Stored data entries
******************************

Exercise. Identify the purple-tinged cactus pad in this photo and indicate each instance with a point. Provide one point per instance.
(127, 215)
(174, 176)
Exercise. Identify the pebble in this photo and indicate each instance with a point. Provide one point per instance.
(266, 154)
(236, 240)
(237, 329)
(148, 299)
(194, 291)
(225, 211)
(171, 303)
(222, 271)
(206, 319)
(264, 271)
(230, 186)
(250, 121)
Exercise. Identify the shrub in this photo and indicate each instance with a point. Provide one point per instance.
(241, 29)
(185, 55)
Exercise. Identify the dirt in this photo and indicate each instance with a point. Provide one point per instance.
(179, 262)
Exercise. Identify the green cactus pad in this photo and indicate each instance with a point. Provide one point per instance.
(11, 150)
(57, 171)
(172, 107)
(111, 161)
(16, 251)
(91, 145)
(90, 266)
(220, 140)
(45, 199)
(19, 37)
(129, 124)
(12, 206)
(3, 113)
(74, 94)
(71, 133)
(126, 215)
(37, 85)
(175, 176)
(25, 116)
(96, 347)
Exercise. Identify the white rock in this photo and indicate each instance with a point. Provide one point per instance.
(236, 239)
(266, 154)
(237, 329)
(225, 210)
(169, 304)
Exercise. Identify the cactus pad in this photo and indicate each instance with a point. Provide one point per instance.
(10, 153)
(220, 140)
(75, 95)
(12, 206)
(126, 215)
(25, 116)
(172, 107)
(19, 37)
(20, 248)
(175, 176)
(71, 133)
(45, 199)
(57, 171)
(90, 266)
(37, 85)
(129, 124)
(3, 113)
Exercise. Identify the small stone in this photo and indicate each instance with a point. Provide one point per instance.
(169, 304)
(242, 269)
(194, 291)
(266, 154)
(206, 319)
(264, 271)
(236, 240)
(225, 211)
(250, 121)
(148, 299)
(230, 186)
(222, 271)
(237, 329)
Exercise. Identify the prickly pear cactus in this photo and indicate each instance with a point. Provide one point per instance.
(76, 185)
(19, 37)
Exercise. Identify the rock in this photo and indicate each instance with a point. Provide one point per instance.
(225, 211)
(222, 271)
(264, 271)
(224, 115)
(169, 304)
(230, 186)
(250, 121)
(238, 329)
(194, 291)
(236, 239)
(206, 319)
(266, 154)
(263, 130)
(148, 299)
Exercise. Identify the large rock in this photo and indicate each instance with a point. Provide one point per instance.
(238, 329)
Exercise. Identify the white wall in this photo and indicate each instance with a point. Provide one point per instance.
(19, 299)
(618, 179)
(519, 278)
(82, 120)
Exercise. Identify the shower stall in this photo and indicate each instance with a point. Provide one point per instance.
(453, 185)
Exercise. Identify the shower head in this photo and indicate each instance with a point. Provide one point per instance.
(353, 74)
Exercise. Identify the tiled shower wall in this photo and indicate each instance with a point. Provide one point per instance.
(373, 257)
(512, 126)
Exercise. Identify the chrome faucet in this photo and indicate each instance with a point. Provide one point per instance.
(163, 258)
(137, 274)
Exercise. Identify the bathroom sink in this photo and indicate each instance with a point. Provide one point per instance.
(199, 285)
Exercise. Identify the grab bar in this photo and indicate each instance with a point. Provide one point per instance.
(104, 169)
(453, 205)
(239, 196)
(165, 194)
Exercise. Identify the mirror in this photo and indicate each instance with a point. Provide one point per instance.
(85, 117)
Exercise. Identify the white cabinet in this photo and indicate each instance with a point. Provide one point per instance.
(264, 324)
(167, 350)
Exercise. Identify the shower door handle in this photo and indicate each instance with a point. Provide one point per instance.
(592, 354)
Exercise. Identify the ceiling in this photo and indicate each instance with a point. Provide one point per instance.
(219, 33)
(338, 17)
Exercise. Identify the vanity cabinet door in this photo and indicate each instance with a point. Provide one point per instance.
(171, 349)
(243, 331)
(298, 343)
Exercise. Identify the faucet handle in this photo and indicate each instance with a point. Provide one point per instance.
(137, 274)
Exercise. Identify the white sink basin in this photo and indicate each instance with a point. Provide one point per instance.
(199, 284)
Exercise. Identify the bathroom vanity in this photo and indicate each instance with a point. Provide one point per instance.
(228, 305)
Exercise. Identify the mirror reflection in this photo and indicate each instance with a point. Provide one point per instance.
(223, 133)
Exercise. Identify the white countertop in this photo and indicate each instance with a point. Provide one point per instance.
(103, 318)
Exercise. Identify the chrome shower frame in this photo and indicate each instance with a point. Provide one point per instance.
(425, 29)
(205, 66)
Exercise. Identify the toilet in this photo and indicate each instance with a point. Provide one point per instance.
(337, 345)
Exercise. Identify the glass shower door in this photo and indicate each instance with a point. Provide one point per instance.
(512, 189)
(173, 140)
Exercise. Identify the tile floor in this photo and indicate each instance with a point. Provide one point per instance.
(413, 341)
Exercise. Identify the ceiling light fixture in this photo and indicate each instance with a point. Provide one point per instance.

******************************

■ WORK TO BE COMPLETED ■
Please retype the data above exactly, including every line.

■ EXERCISE RESULT ■
Exercise. Identify the purple-tinged cactus pad in this photo and indicate each instance with a point. Provide one point per instance.
(127, 215)
(174, 176)
Exercise. Identify the pebble in this photo and indicate each instance with a point. Provide one point per instance.
(266, 154)
(236, 240)
(237, 329)
(148, 299)
(194, 291)
(225, 211)
(171, 303)
(222, 271)
(206, 319)
(264, 271)
(230, 186)
(250, 121)
Exercise. Identify the shrub in this photo and indicate each instance with a point. Provide one point per instance.
(241, 29)
(185, 55)
Exercise. Identify the dirt in this photo and indicate each instance with a point. Provide one point per instance.
(179, 262)
Exercise. Identify the green cactus pad in this photo and indicate each instance with a point. Provide one point per instance.
(11, 150)
(57, 171)
(172, 107)
(111, 161)
(16, 251)
(91, 145)
(90, 266)
(220, 140)
(45, 199)
(19, 37)
(129, 124)
(12, 206)
(3, 113)
(74, 94)
(71, 133)
(126, 215)
(37, 85)
(175, 176)
(25, 116)
(96, 347)
Exercise. Identify the white rock in this photo and indicate each instance with a point. Provide one point per instance.
(236, 239)
(266, 154)
(237, 329)
(225, 210)
(169, 304)
Exercise. Identify the cactus pad in this photo and indicate each instance with a point. Provide one point per instance.
(10, 153)
(220, 140)
(75, 95)
(12, 206)
(126, 215)
(25, 116)
(172, 107)
(19, 37)
(20, 248)
(175, 176)
(71, 133)
(45, 199)
(57, 171)
(90, 266)
(37, 85)
(129, 124)
(3, 113)
Exercise. Identify the small stone in this photo and indicate each instance with a point. Provide one point per instance.
(169, 304)
(242, 269)
(194, 291)
(266, 154)
(206, 319)
(264, 271)
(236, 240)
(225, 211)
(250, 121)
(148, 299)
(230, 186)
(222, 271)
(237, 329)
Exercise. Identify the prickly pear cactus in this photo and indicate each instance with a point. Provide one point per instance.
(76, 185)
(19, 37)
Exercise. Identify the rock in this photo and indicate each instance with a point. Provide one point per instance.
(225, 211)
(222, 271)
(264, 271)
(224, 115)
(169, 304)
(230, 186)
(250, 121)
(238, 329)
(194, 291)
(236, 239)
(206, 319)
(266, 154)
(263, 130)
(148, 299)
Exercise. Identify the large rock in this photo and indicate each instance with a point. Provide one point per instance.
(238, 329)
Exercise. Identify the white wall in this photo and indicate each instance with a point. Provide one point per instance.
(19, 299)
(618, 179)
(519, 278)
(82, 120)
Exercise. Identify the shower stall in this photo and indicate each instance with a point. Provide one point per instance.
(453, 185)
Exercise. Identify the shower head in this photo and indicate each instance with a point. Provide one point per instance.
(353, 74)
Exercise. Identify the tiled shower wall in this photo and indicate each instance with a point. Provide one point per instance.
(373, 257)
(512, 126)
Exercise. Identify the chrome faucet in this photo and indicate each instance with a point. Provide one point per instance.
(163, 258)
(137, 274)
Exercise. Identify the bathroom sink in this photo and indicate each instance with a point. Provide one point per instance.
(199, 285)
Exercise. Identify the grab bar in this photo and indicate each instance with a point. Provide one point per instance.
(104, 169)
(453, 205)
(239, 196)
(165, 194)
Exercise. Identify the mirror in this photo and indicate each instance with a point. Provide one point per instance.
(85, 117)
Exercise. Identify the white cabinet in this photo and indicate each instance with a point. Provide one point per instance.
(264, 324)
(167, 350)
Exercise. Identify the shower door handle in this photo and indicate each instance with a point. Provide one point per instance.
(592, 354)
Exercise. Identify the ceiling in this photo and indicate each instance with a point. Provide one point per instance.
(219, 33)
(338, 17)
Exercise. Identify the vanity cabinet door in this photo and indicate each instance with a point. Provide one point per instance.
(171, 349)
(243, 331)
(298, 343)
Exercise. Identify the faucet handle in this photo and indicate each instance with a point. Provide one point per instance.
(137, 274)
Exercise. Identify the white sink basin in this photo and indicate each instance with a point. Provide one point per instance.
(199, 284)
Exercise. Identify the bathroom vanity in this photo and indicate each instance with a point. Provide one point per instance.
(228, 305)
Exercise. Identify the mirror reflection in this photo and indicate each instance with a point. Provide one point per instance.
(223, 133)
Exercise. Identify the white countertop in this photo and indicate each instance with a point. Provide one point per instance.
(103, 318)
Exercise. Identify the chrome shower frame in this photo and indicate each instance with a point. Provide one point per instance.
(425, 29)
(205, 66)
Exercise. Identify the toilet in this photo and indicate each instance with a point. Provide one point per instance.
(337, 345)
Exercise. Identify the glass shower door in this photo and indicate each instance with a point. Provide one point per instance.
(512, 189)
(173, 140)
Exercise. Identify the tile floor in this photo and indicate each instance with a point. Provide one point per instance.
(413, 341)
Exercise. Identify the ceiling light fixture in this photo and indicate each instance with a point. Provide one point per instance.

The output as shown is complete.